What is needed:
Each entry must come back word for word; drop the images as you go.

· · · · · · ·

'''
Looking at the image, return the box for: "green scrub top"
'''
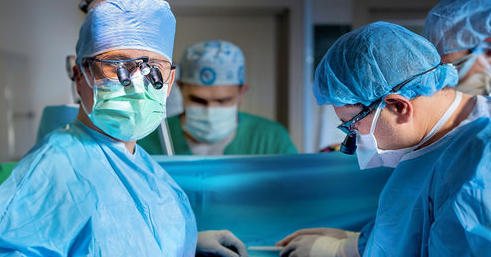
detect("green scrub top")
[138,112,298,155]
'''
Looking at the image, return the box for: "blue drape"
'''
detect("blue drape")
[156,153,392,246]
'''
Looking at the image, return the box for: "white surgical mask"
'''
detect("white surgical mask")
[183,105,238,143]
[456,55,491,95]
[356,91,463,169]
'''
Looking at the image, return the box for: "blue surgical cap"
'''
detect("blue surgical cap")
[423,0,491,55]
[179,40,246,86]
[75,0,176,66]
[313,21,458,107]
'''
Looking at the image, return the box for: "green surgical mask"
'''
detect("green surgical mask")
[82,73,167,141]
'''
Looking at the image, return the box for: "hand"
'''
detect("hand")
[276,228,351,246]
[196,230,248,257]
[276,228,360,257]
[278,234,318,257]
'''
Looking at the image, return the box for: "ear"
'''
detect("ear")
[384,94,413,124]
[167,69,175,98]
[73,65,84,95]
[237,84,249,103]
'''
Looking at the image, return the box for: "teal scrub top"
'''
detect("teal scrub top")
[138,112,298,155]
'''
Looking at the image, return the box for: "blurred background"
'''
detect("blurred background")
[0,0,440,162]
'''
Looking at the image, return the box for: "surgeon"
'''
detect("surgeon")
[423,0,491,96]
[138,40,298,155]
[0,1,248,256]
[276,21,491,256]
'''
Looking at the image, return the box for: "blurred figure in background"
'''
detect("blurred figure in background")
[139,40,298,155]
[423,0,491,96]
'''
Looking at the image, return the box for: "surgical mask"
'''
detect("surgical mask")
[356,91,463,169]
[456,53,479,80]
[82,73,167,141]
[183,105,238,143]
[456,55,491,95]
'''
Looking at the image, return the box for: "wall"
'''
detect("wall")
[170,0,310,152]
[352,0,440,29]
[0,0,310,158]
[0,0,83,161]
[0,0,445,159]
[313,0,353,25]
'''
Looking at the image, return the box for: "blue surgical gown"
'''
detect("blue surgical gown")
[364,95,491,256]
[0,120,197,256]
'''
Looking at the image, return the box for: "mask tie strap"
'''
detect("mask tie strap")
[415,91,462,149]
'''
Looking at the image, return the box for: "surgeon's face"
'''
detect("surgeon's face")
[180,83,248,108]
[73,49,175,129]
[442,43,491,83]
[334,96,419,151]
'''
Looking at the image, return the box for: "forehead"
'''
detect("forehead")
[97,49,168,61]
[181,84,240,95]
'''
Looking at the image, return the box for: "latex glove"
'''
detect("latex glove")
[276,228,353,246]
[196,230,248,257]
[278,234,318,257]
[276,228,360,257]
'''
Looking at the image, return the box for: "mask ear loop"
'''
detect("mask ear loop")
[457,53,479,80]
[369,99,384,135]
[414,91,462,149]
[79,66,97,116]
[82,63,97,88]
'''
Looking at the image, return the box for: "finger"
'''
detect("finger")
[213,246,240,257]
[279,243,296,257]
[276,232,301,246]
[220,231,248,257]
[276,228,317,246]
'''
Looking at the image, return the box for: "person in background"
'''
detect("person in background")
[276,21,491,256]
[423,0,491,96]
[0,1,248,256]
[138,40,298,155]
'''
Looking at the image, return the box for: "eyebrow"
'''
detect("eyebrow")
[188,95,208,104]
[98,54,167,62]
[189,95,234,103]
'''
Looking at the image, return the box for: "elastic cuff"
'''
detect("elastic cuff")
[343,233,361,257]
[310,236,342,257]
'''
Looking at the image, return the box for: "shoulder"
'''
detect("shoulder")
[238,112,289,133]
[2,124,94,203]
[431,118,491,203]
[167,115,181,126]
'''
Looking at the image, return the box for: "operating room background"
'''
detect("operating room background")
[0,0,439,162]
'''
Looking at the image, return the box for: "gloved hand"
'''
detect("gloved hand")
[275,228,360,257]
[196,230,248,257]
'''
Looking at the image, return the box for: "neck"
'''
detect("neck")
[76,107,137,153]
[419,89,476,148]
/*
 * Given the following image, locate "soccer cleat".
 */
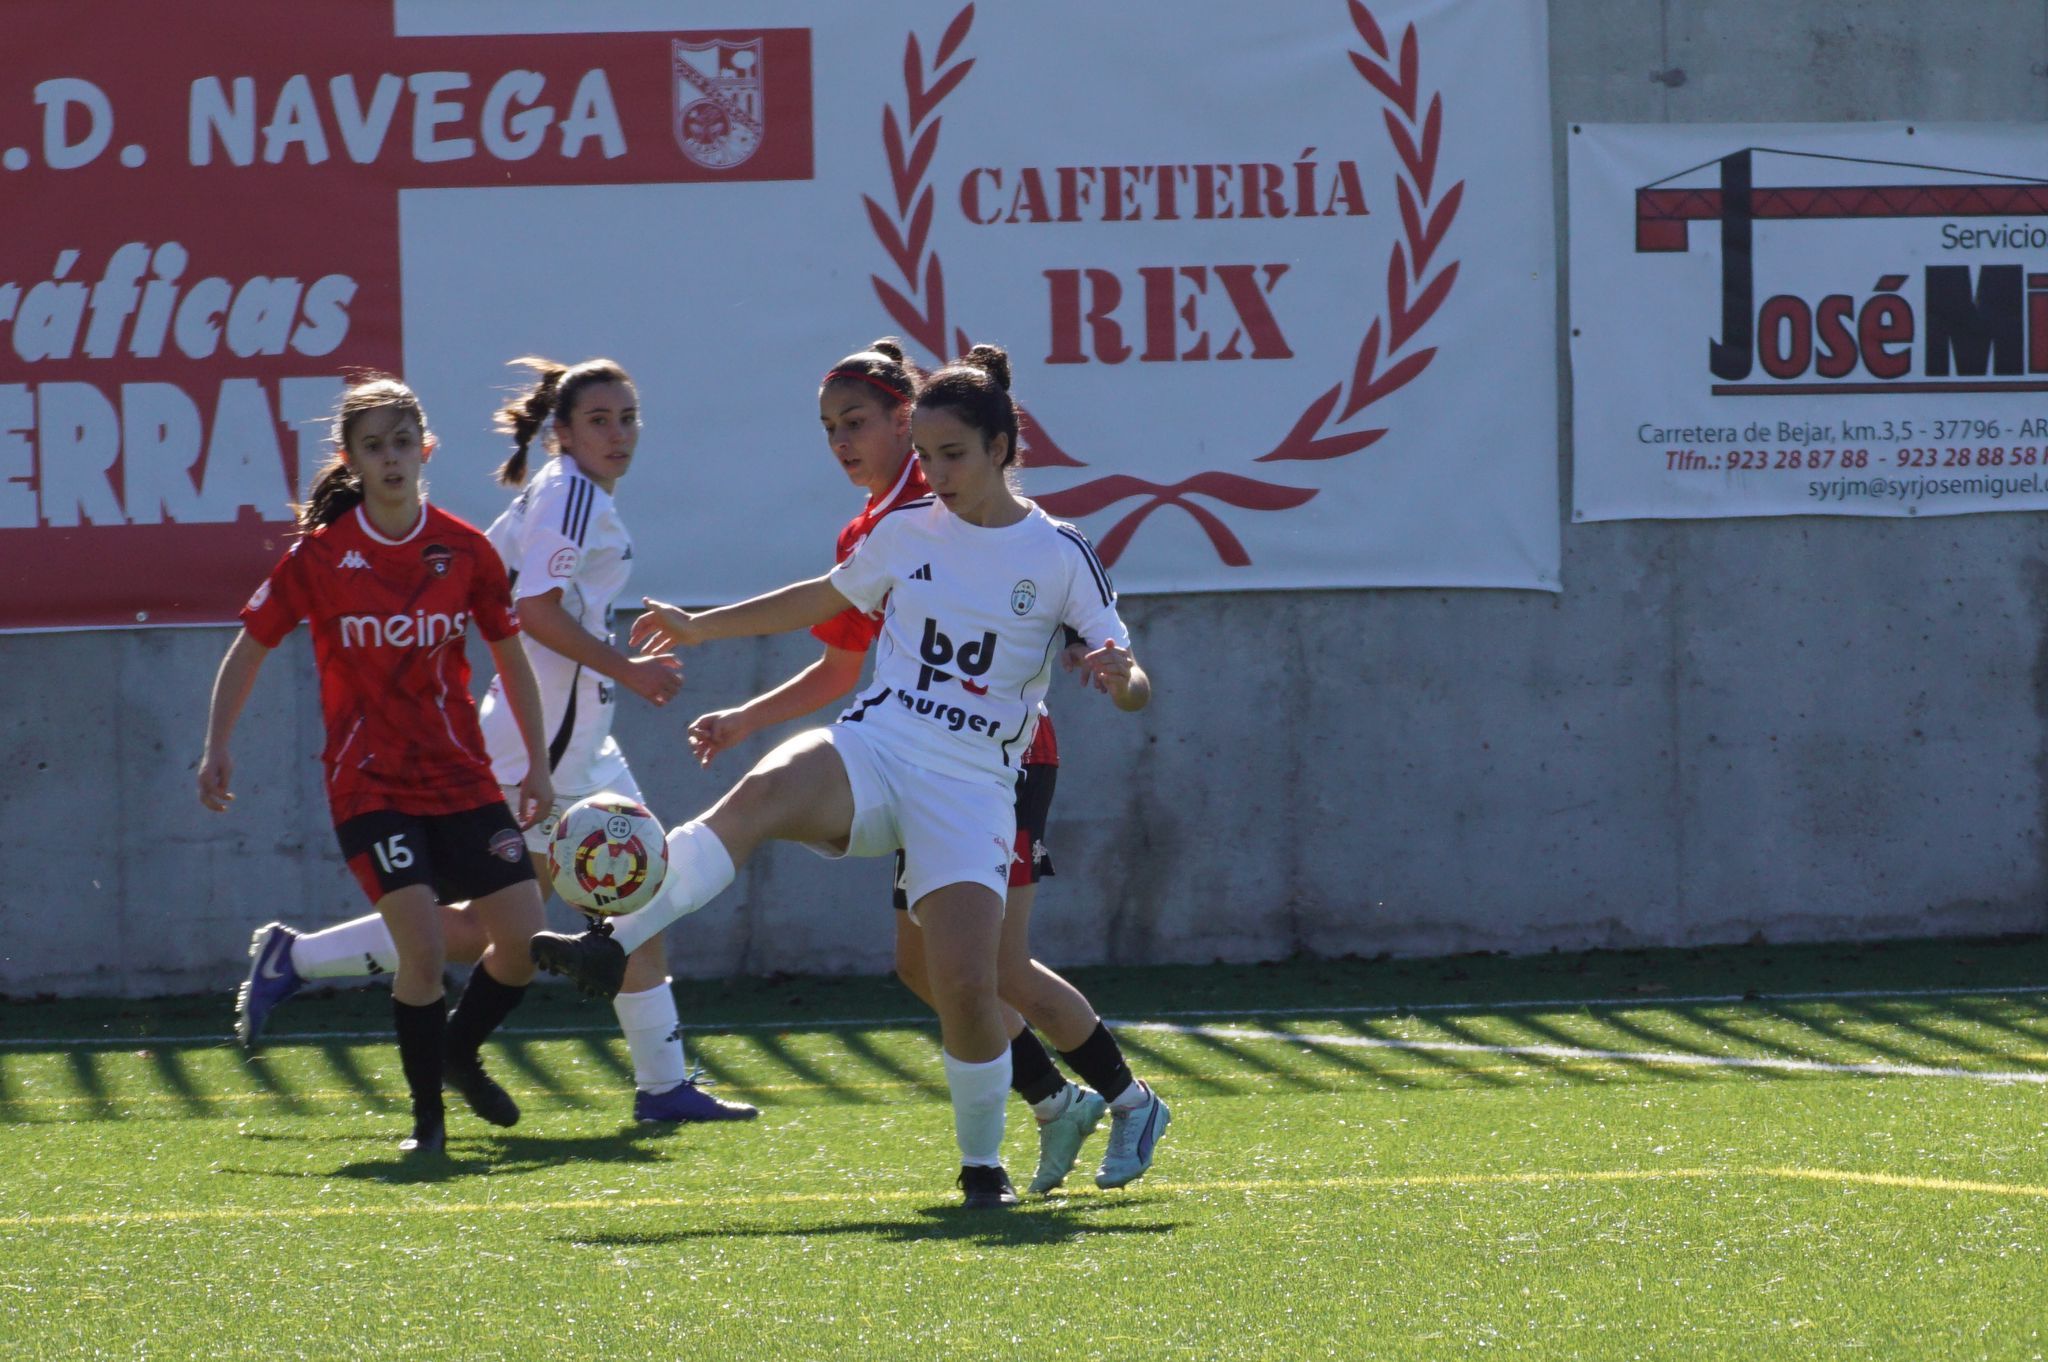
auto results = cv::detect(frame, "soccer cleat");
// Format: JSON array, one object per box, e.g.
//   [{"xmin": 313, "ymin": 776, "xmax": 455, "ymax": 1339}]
[
  {"xmin": 399, "ymin": 1118, "xmax": 446, "ymax": 1156},
  {"xmin": 956, "ymin": 1163, "xmax": 1019, "ymax": 1208},
  {"xmin": 530, "ymin": 926, "xmax": 628, "ymax": 999},
  {"xmin": 234, "ymin": 922, "xmax": 304, "ymax": 1050},
  {"xmin": 1094, "ymin": 1085, "xmax": 1171, "ymax": 1189},
  {"xmin": 634, "ymin": 1080, "xmax": 759, "ymax": 1123},
  {"xmin": 1027, "ymin": 1085, "xmax": 1108, "ymax": 1194},
  {"xmin": 443, "ymin": 1052, "xmax": 520, "ymax": 1128}
]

· · · · · · ·

Reply:
'''
Looking at the image, return the box for: "green scrub top"
'''
detect("green scrub top")
[138,112,298,155]
'''
Looking at the image, return the box for: "blue drape"
'''
detect("blue drape")
[156,153,392,246]
'''
Looking at the image, return the box for: "white surgical mask"
'''
detect("white surgical mask")
[183,105,238,143]
[456,55,491,95]
[356,91,463,169]
'''
Looking at the image, return the box for: "blue surgical cap"
'''
detect("blue surgical cap")
[423,0,491,55]
[179,40,246,86]
[75,0,176,66]
[313,21,458,107]
'''
Looking at the image, return the box for: "green surgical mask"
'''
detect("green surgical mask")
[82,73,167,141]
'''
Looking at the image, return the box for: "hand"
'''
detect("hand")
[276,228,351,246]
[196,230,248,257]
[276,228,360,257]
[278,234,318,257]
'''
Looking at the image, return the box for: "ear"
'''
detect("ear")
[384,94,413,124]
[167,69,175,98]
[73,65,84,95]
[237,84,249,103]
'''
Looking at the image, return the box for: "teal scrub top"
'''
detect("teal scrub top")
[138,112,298,155]
'''
Looking at the image, return the box for: "blurred background"
'''
detect("blurred background")
[0,0,440,162]
'''
Looking at the image, return the box for: "surgeon"
'''
detect("surgeon")
[423,0,491,96]
[138,40,298,155]
[0,1,248,256]
[276,21,491,256]
'''
Looking at the image, return the box for: "blurred figure in background"
'''
detect("blurred figure in background")
[139,40,298,155]
[423,0,491,96]
'''
Looking at the image, return the box for: "surgical mask"
'''
detect("surgical mask")
[356,91,463,169]
[456,53,479,80]
[82,73,167,141]
[183,105,238,143]
[456,55,491,95]
'''
Looking at the image, return the box for: "wall"
'''
detect("wall")
[170,0,310,152]
[352,0,440,29]
[0,0,310,158]
[0,0,83,161]
[0,0,445,159]
[313,0,353,25]
'''
Looking at the image, return the box for: "blue surgical gown"
'''
detect("blue surgical gown")
[364,95,491,256]
[0,120,197,256]
'''
Looking at the image, return the box for: "mask tie strap"
'''
detect("mask tie strap")
[415,91,462,149]
'''
Looking at the image, return the box for: "surgeon's face"
'''
detect("surgeon's face")
[180,83,248,108]
[73,49,175,129]
[442,43,491,83]
[334,96,419,151]
'''
Looking at the image, return the box for: "forehead"
'''
detect("forehead")
[97,49,168,61]
[181,84,240,95]
'''
Looking at the image, return the box for: "latex glove"
'''
detect("latex glove")
[276,228,353,246]
[196,230,248,257]
[278,234,318,257]
[276,228,360,257]
'''
Looking at the image, return the box for: "mask ear loop"
'''
detect("mask ear loop")
[457,53,479,80]
[369,99,384,135]
[414,91,462,149]
[79,66,97,116]
[82,63,97,88]
'''
Looking at the image, return the box for: "finger"
'''
detect("finger")
[213,246,240,257]
[279,243,296,257]
[276,232,301,246]
[220,231,248,257]
[276,228,317,246]
'''
Looking at the image, return the box for: "person in background"
'''
detect("person in background")
[276,21,491,256]
[423,0,491,96]
[0,1,248,256]
[138,40,298,155]
'''
Looking at the image, return the box for: "eyebrow"
'''
detect("eyebrow")
[188,95,208,104]
[98,54,167,62]
[189,95,234,103]
'''
Looking at the image, return the box for: "elastic cuff"
'''
detect("elastic cuff")
[343,233,361,257]
[310,236,342,257]
'''
Looking at the image, return the box for: "shoulder"
'''
detect("shoulder")
[238,112,289,133]
[2,124,94,203]
[431,118,491,203]
[167,115,181,126]
'''
Looking at the image, return the box for: "operating room background"
'''
detect("operating room background")
[0,0,439,162]
'''
Looking at the image, return the box for: "gloved hand"
'''
detect("gloved hand")
[275,228,360,257]
[196,230,248,257]
'''
Looking at the image, return the box for: "neck"
'''
detect("neck")
[76,107,137,153]
[419,89,476,148]
/*
 * Given the following image, locate "soccer cleat".
 */
auto results = cv::detect(frame, "soccer cleat");
// Format: JSON array, one object per box, e.g.
//   [{"xmin": 313, "ymin": 776, "xmax": 455, "ymax": 1339}]
[
  {"xmin": 399, "ymin": 1118, "xmax": 446, "ymax": 1156},
  {"xmin": 956, "ymin": 1163, "xmax": 1019, "ymax": 1208},
  {"xmin": 530, "ymin": 926, "xmax": 628, "ymax": 999},
  {"xmin": 234, "ymin": 922, "xmax": 304, "ymax": 1050},
  {"xmin": 1094, "ymin": 1085, "xmax": 1171, "ymax": 1189},
  {"xmin": 634, "ymin": 1080, "xmax": 759, "ymax": 1123},
  {"xmin": 1027, "ymin": 1085, "xmax": 1108, "ymax": 1194},
  {"xmin": 443, "ymin": 1052, "xmax": 520, "ymax": 1128}
]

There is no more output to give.